La quasi-totalité des salariés concernés par des expositions cumulées au travail
Pour mieux décrire la réalité des situations de polyexposition des salariés en France et connaître les filières professionnelles particulièrement concernées, une étude a été menée conjointement par l’Anses, Santé publique France et la Dares sur la base des résultats de l’enquête Sumer 2016-2017. Réalisée dans le cadre du 3ème Plan santé au travail 2016-2020 (PST 3), elle fait suite à un état des lieux des principales actions conduites sur la polyexposition, en France comme à l’étranger, publié en 2018.
La présente analyse révèle que la quasi-totalité (97 %) des 25 millions de salariés des secteurs publics et privés sont polyexposés, c’est-à-dire exposés à au moins deux contraintes de même catégorie ou non au cours de leur carrière professionnelle. Ces contraintes professionnelles peuvent relever de 5 catégories :
- chimiques - substances potentiellement dangereuses ;
- biologiques - bactéries, virus ou moisissures ;
- physiques - nuisances sonores, contraintes posturales ou thermiques, exposition aux rayonnements ;
- organisationnelles - horaires de travail, manque de moyens matériels et/ou humains, intensité et rythme de travail, faible autonomie, etc. ;
- relationnelles - forte pression, faible reconnaissance au travail, hostilité des collègues ou de la hiérarchie, tensions, etc.
Une douzaine de profils d’expositions cumulées identifiés
Une analyse statistique a permis de regrouper les salariés selon 12 profils décrivant les situations d’expositions cumulées les plus courantes.
Certains profils peuvent être associés à un ou plusieurs domaines professionnels spécifiques, comme par exemple les professionnels de santé, ceux de l’agriculture, de la marine et de la pêche.
D’autres décrivent une situation de polyexposition commune à plusieurs secteurs d’activités. C’est le cas notamment des salariés exerçant des activités de bureau, dans des domaines aussi variés que l’administration publique, l’enseignement ou les banques et assurances.
Les contraintes organisationnelles affectent l’ensemble des secteurs d’activité
Si les expositions connues aux contraintes chimiques, physiques ou biologiques sont spécifiques à l’activité professionnelle exercée, tous les profils de polyexposition mettent en revanche en évidence des expositions à des contraintes organisationnelles et relationnelles. Souvent moins documentées, ces dernières sont en effet inhérentes à toute activité salariée, étant propres à l’organisation du travail et à la coopération avec d’autres travailleurs, ainsi qu’aux interactions avec les clients ou usagers.

**Données étudiées:**
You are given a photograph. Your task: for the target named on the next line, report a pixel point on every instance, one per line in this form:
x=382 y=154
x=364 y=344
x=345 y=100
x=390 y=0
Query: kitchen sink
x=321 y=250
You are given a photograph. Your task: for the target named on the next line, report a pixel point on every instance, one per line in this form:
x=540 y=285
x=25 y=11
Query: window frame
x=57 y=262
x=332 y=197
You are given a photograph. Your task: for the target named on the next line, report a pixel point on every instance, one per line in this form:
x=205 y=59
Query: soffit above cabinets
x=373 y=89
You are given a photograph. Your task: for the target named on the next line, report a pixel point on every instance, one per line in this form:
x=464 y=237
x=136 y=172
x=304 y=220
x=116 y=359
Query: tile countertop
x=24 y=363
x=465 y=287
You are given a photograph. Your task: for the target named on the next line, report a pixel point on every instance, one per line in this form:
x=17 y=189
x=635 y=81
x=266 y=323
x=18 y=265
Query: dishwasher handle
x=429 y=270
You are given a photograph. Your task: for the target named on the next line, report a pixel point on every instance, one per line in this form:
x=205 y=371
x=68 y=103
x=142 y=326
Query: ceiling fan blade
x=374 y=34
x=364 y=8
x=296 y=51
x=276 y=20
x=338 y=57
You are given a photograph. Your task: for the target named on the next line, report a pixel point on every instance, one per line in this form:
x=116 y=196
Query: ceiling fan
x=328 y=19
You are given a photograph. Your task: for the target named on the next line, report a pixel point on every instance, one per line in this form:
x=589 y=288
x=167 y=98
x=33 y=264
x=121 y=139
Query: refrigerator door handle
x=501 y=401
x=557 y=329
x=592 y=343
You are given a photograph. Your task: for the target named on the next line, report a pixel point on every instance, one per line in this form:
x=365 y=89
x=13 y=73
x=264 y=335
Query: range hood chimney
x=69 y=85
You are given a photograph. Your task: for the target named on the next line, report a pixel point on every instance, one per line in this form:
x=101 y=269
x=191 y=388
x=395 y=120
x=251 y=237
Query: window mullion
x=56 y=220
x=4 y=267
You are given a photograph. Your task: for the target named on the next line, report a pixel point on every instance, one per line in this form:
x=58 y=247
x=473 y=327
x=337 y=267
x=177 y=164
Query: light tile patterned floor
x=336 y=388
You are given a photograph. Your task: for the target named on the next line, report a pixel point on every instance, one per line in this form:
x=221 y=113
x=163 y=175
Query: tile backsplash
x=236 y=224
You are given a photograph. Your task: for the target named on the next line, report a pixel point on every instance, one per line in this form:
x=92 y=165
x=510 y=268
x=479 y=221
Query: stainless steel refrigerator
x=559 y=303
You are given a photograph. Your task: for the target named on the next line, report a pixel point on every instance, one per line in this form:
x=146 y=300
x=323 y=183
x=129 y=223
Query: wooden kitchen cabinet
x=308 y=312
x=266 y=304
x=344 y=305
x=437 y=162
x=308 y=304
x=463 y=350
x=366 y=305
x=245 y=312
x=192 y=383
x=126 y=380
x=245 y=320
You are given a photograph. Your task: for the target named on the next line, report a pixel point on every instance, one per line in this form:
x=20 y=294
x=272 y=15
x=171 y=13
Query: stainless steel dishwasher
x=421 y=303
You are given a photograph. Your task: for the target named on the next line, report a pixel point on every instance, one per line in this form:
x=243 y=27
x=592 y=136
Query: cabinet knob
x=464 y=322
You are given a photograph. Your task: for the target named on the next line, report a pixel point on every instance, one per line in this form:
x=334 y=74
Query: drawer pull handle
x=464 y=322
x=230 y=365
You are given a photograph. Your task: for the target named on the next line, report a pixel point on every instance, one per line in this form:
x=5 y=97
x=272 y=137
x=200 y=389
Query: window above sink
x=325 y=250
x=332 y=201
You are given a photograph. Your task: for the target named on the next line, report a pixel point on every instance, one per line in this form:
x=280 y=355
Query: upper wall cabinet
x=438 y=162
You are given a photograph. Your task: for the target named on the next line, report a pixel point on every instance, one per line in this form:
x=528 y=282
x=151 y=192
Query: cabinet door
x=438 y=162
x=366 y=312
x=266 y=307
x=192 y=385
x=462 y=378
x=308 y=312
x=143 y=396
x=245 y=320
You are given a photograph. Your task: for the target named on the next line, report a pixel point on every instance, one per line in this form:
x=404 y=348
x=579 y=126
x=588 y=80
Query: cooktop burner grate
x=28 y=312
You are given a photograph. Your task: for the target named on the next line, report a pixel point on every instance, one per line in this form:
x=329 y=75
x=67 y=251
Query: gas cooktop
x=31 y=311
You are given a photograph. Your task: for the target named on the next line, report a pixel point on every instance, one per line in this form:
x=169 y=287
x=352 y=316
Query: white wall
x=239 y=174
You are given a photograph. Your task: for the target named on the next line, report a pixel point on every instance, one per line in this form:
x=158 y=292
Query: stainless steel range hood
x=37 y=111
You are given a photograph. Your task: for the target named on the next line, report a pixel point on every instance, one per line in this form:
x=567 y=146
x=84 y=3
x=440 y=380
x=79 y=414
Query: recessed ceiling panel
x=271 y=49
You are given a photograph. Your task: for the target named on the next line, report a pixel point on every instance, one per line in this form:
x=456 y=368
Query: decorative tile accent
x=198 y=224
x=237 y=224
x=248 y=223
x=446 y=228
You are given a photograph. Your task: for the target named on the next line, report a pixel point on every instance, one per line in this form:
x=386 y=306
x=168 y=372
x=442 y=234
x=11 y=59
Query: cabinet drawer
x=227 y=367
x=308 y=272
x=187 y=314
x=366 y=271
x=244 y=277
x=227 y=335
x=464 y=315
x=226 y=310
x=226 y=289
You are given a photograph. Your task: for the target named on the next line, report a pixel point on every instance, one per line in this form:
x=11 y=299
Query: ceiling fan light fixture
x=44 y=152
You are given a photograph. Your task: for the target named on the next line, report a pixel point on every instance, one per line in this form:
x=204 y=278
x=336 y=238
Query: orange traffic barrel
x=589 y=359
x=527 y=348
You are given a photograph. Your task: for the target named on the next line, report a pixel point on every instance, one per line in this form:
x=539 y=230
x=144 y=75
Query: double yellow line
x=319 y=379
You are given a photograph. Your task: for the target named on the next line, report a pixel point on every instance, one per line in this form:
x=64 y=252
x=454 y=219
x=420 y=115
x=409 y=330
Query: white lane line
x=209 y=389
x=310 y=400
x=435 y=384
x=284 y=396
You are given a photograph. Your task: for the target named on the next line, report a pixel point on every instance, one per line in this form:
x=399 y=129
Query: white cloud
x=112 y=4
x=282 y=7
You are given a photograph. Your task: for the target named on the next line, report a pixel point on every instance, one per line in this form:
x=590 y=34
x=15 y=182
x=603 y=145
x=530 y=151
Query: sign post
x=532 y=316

**Exercices à traiter:**
1) Reprenez le passage du texte fourni compris entre "Les contraintes organisationnelles" et "clients ou usagers.", bornes incluses, en changeant "documentées" en "étudiées".
2) D'après le texte fourni, quelle proportion des 25 millions de salariés des secteurs publics et privés est polyexposée ?

**Corrigés des exercices:**
1)
Les contraintes organisationnelles affectent l’ensemble des secteurs d’activité
Si les expositions connues aux contraintes chimiques, physiques ou biologiques sont spécifiques à l’activité professionnelle exercée, tous les profils de polyexposition mettent en revanche en évidence des expositions à des contraintes organisationnelles et relationnelles. Souvent moins étudiées, ces dernières sont en effet inhérentes à toute activité salariée, étant propres à l’organisation du travail et à la coopération avec d’autres travailleurs, ainsi qu’aux interactions avec les clients ou usagers.

2) La quasi-totalité, soit 97 %.